### Brief:
Format the entries below as a Markdown table with two columns, Row and Entry line. Give each line its own row number and leave out blank lines.

########################################

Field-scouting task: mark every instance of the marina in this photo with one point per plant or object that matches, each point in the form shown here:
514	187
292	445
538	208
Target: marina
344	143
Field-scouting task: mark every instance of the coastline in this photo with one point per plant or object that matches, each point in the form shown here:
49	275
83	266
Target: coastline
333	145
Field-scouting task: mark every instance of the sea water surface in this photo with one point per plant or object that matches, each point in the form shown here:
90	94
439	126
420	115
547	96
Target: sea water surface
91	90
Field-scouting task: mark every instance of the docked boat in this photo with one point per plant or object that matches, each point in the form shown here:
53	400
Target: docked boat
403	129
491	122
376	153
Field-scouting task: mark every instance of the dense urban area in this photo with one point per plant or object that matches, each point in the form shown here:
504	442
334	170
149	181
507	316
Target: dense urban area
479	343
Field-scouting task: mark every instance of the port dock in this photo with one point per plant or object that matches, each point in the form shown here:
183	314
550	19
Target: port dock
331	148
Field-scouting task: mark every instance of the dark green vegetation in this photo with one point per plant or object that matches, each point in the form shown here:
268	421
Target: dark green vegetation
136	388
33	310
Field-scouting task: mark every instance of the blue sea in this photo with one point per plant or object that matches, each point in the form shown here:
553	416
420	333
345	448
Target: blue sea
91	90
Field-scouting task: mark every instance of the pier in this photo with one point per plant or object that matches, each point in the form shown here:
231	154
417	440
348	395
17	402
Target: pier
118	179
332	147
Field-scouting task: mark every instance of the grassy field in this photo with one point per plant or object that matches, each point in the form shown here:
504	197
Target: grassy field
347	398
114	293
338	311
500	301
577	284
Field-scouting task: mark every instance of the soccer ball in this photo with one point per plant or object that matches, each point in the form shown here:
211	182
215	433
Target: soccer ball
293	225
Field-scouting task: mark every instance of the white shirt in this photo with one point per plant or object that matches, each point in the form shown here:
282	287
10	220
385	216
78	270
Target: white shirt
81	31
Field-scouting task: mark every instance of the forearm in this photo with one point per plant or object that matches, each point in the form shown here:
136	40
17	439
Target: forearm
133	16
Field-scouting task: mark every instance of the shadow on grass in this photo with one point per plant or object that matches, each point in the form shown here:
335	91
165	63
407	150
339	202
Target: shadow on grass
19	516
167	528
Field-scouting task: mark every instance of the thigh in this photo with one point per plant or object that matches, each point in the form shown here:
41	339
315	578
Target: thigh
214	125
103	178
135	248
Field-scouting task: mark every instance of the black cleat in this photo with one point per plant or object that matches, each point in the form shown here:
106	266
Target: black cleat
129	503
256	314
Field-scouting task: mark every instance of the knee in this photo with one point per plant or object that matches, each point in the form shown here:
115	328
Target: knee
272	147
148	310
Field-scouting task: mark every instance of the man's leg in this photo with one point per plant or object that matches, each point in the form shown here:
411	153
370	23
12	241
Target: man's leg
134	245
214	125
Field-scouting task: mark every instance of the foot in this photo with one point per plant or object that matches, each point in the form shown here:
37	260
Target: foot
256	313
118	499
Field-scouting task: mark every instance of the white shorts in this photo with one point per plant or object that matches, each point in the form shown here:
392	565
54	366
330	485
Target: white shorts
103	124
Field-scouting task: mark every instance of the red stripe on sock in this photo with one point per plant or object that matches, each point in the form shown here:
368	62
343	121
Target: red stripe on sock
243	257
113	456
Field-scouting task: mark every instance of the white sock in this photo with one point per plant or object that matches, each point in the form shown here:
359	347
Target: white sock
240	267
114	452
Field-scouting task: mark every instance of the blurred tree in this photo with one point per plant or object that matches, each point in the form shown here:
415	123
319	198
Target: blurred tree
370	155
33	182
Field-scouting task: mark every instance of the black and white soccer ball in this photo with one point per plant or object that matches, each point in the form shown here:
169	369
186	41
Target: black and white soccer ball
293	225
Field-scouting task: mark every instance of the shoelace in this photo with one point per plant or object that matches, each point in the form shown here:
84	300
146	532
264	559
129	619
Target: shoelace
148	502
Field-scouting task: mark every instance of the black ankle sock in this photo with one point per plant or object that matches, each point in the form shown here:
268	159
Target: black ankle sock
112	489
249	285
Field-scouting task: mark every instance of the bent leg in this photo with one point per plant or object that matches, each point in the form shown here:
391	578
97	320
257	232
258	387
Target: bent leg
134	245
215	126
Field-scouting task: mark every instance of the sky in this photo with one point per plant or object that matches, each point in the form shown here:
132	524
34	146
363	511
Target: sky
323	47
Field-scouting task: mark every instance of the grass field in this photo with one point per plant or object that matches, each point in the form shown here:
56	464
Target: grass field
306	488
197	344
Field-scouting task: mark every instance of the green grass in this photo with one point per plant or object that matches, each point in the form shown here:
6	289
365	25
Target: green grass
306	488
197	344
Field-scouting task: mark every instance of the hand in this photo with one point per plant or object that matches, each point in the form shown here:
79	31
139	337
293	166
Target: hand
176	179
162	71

########################################

### Task answer:
| Row | Entry line |
|---|---|
| 1 | Field-scouting task: mark every instance of the marina in this photo with one point per plant or object that matches, each point in the form shown here: |
| 2 | 514	187 |
| 3 | 292	445 |
| 4 | 538	208 |
| 5 | Target: marina |
| 6 | 344	143 |
| 7 | Field-scouting task: mark every instance of the coastline in this photo with one point per plant or object that matches, each point in the form shown here: |
| 8 | 49	275 |
| 9 | 83	266 |
| 10 | Target: coastline |
| 11 | 333	145 |
| 12 | Field-scouting task: mark every instance of the sea water surface in this photo with one point per plant or object that matches, each point in the form shown here: |
| 13 | 90	94 |
| 14 | 439	126 |
| 15 | 420	115 |
| 16 | 547	96 |
| 17 | Target: sea water surface |
| 18 | 91	90 |
| 19 | Field-scouting task: mark every instance of the docked boat in this photo with one point per plant or object that matches, each point in the form shown here: |
| 20 | 53	400 |
| 21 | Target: docked boat |
| 22 | 403	129 |
| 23 | 491	122 |
| 24 | 376	153 |
| 25 | Field-scouting task: mark every instance of the dense urban area in this photo with one point per plant or object that matches, each point in the form shown here: |
| 26 | 504	442 |
| 27 | 334	170 |
| 28 | 149	181 |
| 29 | 507	316 |
| 30 | Target: dense urban area |
| 31 | 479	343 |
| 32 | Field-scouting task: mark every instance of the port dock in this photo with one point per plant or object that matches, each point in the form shown here: |
| 33 | 183	314 |
| 34 | 550	19 |
| 35 | Target: port dock |
| 36 | 331	148 |
| 37 | Field-scouting task: mark every instance of the dark green vegetation in this photo with one point per plant or object that matches, each point in the form shown here: |
| 38 | 268	421 |
| 39 | Target: dark green vegetation |
| 40 | 136	388 |
| 41 | 33	310 |
| 42 | Field-scouting task: mark every instance of the blue sea in this photo with one point per plant or object that matches, each point in the form shown here: |
| 43 | 553	416 |
| 44 | 420	333 |
| 45 | 345	448 |
| 46 | Target: blue sea |
| 47 | 91	90 |
| 48 | Field-scouting task: mark every instance of the pier in this photo with one point per plant or object that matches, each point in the form shown here: |
| 49 | 231	154 |
| 50 | 417	440 |
| 51 | 348	395 |
| 52 | 17	402 |
| 53 | Target: pier |
| 54 | 118	179 |
| 55 | 332	147 |
| 56 | Field-scouting task: mark every instance of the grassy field in this photo with one point per plant or object that matches, each point in the form shown here: |
| 57 | 504	197 |
| 58 | Target: grassy field |
| 59 | 347	398 |
| 60 | 114	293 |
| 61 | 338	311 |
| 62 | 500	301 |
| 63 | 577	284 |
| 64 | Field-scouting task: mark every instance of the soccer ball in this photo with one point per plant or object that matches, each point in the form shown here: |
| 65 | 211	182 |
| 66 | 215	433 |
| 67 | Target: soccer ball |
| 68 | 293	225 |
| 69 | Field-scouting task: mark every instance of the white shirt in this photo with one point per plant or object that matches, each point in the form shown here: |
| 70 | 282	287 |
| 71 | 10	220 |
| 72 | 385	216 |
| 73 | 78	270 |
| 74 | Target: white shirt |
| 75 | 81	31 |
| 76 | Field-scouting task: mark every instance of the forearm in this photo with one point per plant or object that matches, each point in the form shown here: |
| 77 | 136	40 |
| 78 | 17	439 |
| 79 | Target: forearm |
| 80 | 133	16 |
| 81 | Field-scouting task: mark every instance of the shadow on grass in this photo with one point per plant or object that matches, each point in the form shown here: |
| 82 | 335	91 |
| 83 | 165	63 |
| 84 | 407	150 |
| 85 | 339	202 |
| 86 | Target: shadow on grass |
| 87 | 19	516 |
| 88 | 167	528 |
| 89 | Field-scouting task: mark every instance of the thigh in this photo with one point per plant or object that matches, each point in the form shown here: |
| 90 | 41	339 |
| 91 | 315	578 |
| 92 | Target: thigh |
| 93 | 214	125 |
| 94 | 103	178 |
| 95 | 135	248 |
| 96 | Field-scouting task: mark every instance of the black cleat in this photo with one point per plant or object that matches, each point in the form shown here: |
| 97 | 106	266 |
| 98 | Target: black cleat |
| 99 | 129	503 |
| 100 | 256	314 |
| 101 | Field-scouting task: mark every instance of the knee in this photo with one point per plant or object that matches, each point in the form shown here: |
| 102 | 115	328 |
| 103 | Target: knee |
| 104 | 272	147 |
| 105 | 148	310 |
| 106 | Field-scouting task: mark every instance of the man's leg in this photo with one point per plant or object that matches, each point in the form shown here: |
| 107 | 411	153 |
| 108 | 370	23 |
| 109 | 12	241 |
| 110 | Target: man's leg |
| 111 | 134	245 |
| 112 | 214	125 |
| 113 | Field-scouting task: mark every instance of the foot in this photo with one point per plant or object that matches, each point in the form shown here: |
| 114 | 37	260 |
| 115 | Target: foot |
| 116 | 256	313 |
| 117 | 118	499 |
| 118 | Field-scouting task: mark every instance of the white shorts in this photo with one point per plant or object that matches, each point in the form shown here: |
| 119 | 392	565 |
| 120 | 54	366 |
| 121 | 330	485 |
| 122 | Target: white shorts |
| 123 | 103	124 |
| 124 | Field-scouting task: mark every instance of the red stripe on sock in this photo with one point per plant or object that matches, each point in the form shown here: |
| 125 | 368	62 |
| 126 | 343	121 |
| 127 | Target: red stripe on sock |
| 128 | 243	257 |
| 129 | 113	456 |
| 130 | Field-scouting task: mark every instance of the white sock in this photo with one point per plant or object that matches, each point in the form shown here: |
| 131 | 359	347 |
| 132 | Target: white sock |
| 133 | 240	267 |
| 134 | 114	452 |
| 135 | Field-scouting task: mark every instance of the blurred tree in this photo with one point per plant or object that matches, each point in the form shown here: |
| 136 | 415	123 |
| 137 | 319	198 |
| 138 | Target: blurred tree |
| 139 | 370	155 |
| 140 | 33	182 |
| 141 | Field-scouting task: mark every instance of the black and white soccer ball in this photo with one point per plant or object that matches, each point in the form shown here: |
| 142 | 169	369 |
| 143 | 186	41 |
| 144 | Target: black and white soccer ball |
| 145 | 293	225 |
| 146 | Field-scouting task: mark every instance of the shoelace in this photo with one point per plant or object that matches, each point in the form shown here: |
| 147 | 84	300 |
| 148 | 146	532 |
| 149 | 264	559 |
| 150 | 129	619 |
| 151 | Target: shoelace |
| 152 | 148	502 |
| 153 | Field-scouting task: mark every instance of the black ankle sock in this photo with one point per plant or object that matches, each point in the form shown here: |
| 154 | 268	159 |
| 155 | Target: black ankle sock |
| 156 | 112	489 |
| 157 | 249	285 |
| 158 | Field-scouting task: mark every instance of the bent leg in this photo with one point per plant or object that matches, each point in the form shown here: |
| 159 | 391	578 |
| 160 | 97	320 |
| 161 | 257	232 |
| 162 | 258	387 |
| 163 | Target: bent leg |
| 164 | 134	245 |
| 165 | 215	126 |
| 166 | Field-scouting task: mark every instance of the sky in this photo with one point per plant or object that matches, each point in the form shown here: |
| 167 | 132	524 |
| 168 | 34	146 |
| 169 | 363	511 |
| 170 | Target: sky |
| 171 | 323	47 |
| 172 | Field-scouting task: mark every instance of the grass field in this photo with one point per plant or object that matches, each point in the form shown here: |
| 173 | 56	464 |
| 174 | Target: grass field |
| 175 | 306	488 |
| 176 | 197	344 |
| 177 | Field-scouting task: mark every instance of the green grass in this photo with one point per plant or object that matches, each point in the form shown here: |
| 178 | 6	289 |
| 179 | 365	25 |
| 180 | Target: green grass |
| 181 | 306	488 |
| 182 | 197	344 |
| 183 | Field-scouting task: mark every instance of the hand in this photo with one point per plant or object that matches, each point in the form shown here: |
| 184 | 79	31 |
| 185 | 139	337 |
| 186 | 293	166 |
| 187 | Target: hand |
| 188 | 176	179 |
| 189 | 162	71 |